Aim of the exercise: Search each line of the data for the word "below"; copy every line where it is found.
··· Given entries
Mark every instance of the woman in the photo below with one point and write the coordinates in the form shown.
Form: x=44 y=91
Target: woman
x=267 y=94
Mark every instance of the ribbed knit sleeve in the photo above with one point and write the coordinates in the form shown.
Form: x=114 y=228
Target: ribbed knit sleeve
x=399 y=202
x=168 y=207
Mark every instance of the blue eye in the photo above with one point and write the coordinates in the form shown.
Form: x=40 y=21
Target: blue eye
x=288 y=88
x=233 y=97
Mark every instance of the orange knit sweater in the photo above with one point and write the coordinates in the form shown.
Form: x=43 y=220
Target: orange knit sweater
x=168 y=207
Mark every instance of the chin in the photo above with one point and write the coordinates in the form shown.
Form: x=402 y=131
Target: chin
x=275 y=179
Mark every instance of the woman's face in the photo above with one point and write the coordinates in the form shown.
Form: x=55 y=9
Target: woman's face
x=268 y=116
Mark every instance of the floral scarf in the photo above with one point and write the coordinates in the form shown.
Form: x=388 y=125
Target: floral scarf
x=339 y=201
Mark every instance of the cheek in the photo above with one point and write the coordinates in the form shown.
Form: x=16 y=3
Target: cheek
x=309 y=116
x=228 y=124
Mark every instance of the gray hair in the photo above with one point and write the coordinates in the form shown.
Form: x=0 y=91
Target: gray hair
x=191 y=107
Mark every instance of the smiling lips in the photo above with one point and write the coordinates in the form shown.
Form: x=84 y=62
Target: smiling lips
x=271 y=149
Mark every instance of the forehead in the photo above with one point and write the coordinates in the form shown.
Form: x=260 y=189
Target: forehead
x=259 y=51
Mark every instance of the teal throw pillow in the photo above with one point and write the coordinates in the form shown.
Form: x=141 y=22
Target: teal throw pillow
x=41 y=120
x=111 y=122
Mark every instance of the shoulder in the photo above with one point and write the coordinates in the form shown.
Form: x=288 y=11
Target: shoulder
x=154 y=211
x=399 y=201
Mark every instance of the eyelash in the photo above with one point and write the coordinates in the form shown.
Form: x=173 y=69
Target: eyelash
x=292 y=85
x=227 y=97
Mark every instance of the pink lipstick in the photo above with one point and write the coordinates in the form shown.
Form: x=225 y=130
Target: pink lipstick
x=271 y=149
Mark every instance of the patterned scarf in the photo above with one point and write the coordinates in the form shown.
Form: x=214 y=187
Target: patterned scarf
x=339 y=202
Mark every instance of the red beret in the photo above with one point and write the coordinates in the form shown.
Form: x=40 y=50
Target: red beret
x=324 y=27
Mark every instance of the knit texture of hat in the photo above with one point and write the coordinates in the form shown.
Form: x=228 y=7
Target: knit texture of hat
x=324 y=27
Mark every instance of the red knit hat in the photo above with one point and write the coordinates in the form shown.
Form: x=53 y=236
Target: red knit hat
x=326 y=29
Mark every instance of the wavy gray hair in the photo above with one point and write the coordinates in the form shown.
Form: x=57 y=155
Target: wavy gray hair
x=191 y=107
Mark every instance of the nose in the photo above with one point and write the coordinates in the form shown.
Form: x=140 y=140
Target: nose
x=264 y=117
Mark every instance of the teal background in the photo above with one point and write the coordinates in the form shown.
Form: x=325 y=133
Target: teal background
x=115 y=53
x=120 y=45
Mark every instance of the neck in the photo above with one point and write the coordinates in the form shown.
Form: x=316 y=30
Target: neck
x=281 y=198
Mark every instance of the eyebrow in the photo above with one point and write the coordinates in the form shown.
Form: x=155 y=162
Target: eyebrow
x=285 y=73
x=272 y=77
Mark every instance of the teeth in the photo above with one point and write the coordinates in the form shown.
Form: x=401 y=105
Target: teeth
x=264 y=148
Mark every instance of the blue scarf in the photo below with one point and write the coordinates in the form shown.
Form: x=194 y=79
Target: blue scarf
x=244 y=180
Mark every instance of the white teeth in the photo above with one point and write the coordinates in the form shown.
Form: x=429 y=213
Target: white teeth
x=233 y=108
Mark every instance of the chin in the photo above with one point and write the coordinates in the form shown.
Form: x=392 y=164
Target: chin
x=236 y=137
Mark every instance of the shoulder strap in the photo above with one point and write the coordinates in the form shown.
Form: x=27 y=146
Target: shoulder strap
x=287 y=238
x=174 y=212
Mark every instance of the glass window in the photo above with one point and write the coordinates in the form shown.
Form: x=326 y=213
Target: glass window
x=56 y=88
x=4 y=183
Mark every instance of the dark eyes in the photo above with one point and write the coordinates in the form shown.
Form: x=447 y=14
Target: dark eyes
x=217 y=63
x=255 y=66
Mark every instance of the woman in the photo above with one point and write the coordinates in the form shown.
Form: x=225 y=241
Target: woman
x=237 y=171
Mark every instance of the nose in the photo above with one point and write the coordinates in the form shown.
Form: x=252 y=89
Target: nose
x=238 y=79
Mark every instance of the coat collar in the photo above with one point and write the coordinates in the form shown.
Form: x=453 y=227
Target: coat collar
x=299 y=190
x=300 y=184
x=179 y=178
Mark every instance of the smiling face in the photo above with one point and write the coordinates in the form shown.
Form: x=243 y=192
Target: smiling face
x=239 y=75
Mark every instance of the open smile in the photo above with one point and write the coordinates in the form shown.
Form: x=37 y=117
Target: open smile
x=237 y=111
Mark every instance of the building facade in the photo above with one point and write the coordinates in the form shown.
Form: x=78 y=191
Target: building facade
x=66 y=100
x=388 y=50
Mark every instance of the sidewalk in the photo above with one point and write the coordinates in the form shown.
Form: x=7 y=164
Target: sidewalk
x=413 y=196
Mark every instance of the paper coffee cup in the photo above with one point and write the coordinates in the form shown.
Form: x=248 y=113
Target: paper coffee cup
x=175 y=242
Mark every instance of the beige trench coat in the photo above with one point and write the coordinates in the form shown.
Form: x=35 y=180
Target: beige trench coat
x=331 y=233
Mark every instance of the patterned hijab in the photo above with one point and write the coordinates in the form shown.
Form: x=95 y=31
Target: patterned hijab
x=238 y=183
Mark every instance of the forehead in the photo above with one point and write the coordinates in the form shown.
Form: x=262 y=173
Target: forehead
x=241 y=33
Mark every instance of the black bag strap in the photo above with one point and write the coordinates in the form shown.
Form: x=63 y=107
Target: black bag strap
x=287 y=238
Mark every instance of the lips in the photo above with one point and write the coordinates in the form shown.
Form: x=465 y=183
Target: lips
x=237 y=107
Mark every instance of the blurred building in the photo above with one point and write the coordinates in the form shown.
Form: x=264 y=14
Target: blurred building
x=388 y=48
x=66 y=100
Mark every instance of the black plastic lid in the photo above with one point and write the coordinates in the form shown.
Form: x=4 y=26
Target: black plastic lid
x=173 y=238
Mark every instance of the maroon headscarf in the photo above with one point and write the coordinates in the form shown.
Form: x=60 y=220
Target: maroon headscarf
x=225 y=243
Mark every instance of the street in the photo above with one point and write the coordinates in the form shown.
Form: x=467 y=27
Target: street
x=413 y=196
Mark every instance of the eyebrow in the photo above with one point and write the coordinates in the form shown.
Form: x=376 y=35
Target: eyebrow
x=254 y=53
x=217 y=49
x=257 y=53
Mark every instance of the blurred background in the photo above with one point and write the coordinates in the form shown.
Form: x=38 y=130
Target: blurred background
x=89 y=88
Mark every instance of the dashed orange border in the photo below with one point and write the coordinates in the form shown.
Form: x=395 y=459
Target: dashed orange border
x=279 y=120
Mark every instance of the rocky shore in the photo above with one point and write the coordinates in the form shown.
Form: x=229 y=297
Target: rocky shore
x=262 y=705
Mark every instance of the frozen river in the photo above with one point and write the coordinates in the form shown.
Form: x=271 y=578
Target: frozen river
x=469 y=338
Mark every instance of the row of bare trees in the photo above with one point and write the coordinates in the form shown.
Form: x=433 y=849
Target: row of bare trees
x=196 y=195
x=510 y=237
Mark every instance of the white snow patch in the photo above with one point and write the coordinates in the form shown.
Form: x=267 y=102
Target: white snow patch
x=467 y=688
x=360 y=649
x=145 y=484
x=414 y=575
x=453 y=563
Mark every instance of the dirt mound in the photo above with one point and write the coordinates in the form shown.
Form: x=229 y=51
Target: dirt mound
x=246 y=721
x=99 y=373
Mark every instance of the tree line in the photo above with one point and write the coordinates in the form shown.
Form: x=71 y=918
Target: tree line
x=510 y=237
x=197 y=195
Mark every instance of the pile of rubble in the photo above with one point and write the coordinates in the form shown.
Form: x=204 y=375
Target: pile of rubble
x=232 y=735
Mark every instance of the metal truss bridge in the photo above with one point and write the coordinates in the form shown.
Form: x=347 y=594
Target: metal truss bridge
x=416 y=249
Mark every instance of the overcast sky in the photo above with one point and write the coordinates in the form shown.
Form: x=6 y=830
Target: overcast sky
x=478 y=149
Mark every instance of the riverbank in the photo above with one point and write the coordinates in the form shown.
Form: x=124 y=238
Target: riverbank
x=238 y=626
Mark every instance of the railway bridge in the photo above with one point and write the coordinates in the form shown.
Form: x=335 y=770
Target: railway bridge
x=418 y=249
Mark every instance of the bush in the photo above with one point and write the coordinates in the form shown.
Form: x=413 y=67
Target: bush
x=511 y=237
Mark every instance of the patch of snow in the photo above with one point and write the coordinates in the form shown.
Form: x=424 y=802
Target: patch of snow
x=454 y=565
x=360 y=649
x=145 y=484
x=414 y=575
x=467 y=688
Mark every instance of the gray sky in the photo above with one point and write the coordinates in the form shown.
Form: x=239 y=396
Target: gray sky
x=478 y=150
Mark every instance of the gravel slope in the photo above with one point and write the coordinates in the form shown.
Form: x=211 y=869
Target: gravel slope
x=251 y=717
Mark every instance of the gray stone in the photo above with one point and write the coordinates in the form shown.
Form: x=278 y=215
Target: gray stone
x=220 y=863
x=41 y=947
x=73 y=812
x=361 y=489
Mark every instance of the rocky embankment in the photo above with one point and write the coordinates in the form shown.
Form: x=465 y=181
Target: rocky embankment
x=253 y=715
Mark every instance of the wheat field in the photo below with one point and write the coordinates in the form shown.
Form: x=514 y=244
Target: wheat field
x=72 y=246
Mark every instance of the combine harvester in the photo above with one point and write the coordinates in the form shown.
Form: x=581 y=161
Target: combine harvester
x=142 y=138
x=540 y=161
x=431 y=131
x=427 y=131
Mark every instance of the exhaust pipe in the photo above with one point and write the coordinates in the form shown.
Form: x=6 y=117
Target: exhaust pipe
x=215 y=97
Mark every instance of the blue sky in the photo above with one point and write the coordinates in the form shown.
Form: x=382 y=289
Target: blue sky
······
Answer section:
Mark every instance of the woman in the photo below with one point and write the coordinates in the form shown.
Mark every instance of the blue scarf in the photo below with one point and write the coordinates in the form shown.
Mark every instance of the dashed orange border in the photo below with one point and write the coordinates in the form shown.
Mark every instance of the wheat field in the photo below with one point and write the coordinates in the form shown.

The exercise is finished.